_Exercise prompt_
Go through the listing beneath and show each line containing the string "foliage".

_Provided material_
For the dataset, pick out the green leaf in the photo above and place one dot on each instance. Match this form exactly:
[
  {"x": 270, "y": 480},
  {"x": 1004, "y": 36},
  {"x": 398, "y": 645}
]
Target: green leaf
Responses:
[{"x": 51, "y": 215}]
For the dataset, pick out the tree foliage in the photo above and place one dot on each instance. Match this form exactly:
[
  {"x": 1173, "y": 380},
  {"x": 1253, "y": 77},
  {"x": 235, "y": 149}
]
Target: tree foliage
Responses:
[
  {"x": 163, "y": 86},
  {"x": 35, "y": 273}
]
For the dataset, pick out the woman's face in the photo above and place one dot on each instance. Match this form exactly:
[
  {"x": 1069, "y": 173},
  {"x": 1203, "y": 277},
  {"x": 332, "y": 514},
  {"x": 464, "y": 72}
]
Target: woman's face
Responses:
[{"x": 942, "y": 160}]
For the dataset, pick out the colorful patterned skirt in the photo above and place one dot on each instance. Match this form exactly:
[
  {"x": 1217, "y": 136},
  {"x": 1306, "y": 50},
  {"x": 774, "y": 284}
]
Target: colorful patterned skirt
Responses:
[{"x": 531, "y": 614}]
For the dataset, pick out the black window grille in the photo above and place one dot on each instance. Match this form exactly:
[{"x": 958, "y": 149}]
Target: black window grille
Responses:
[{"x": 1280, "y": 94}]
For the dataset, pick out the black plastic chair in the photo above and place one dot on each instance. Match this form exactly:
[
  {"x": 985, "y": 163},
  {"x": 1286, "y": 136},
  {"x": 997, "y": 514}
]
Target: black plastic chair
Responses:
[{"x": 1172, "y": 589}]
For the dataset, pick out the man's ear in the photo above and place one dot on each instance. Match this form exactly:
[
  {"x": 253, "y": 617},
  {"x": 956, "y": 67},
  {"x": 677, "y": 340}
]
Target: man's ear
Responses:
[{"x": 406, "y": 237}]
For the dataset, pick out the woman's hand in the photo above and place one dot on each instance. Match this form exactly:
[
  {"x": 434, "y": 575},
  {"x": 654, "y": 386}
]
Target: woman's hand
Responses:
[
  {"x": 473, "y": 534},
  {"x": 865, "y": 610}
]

_Task solution_
For the dataset, pick out the tree foliage in the photo above and place one dot on each instance. Match this form exactly:
Target: tree foliage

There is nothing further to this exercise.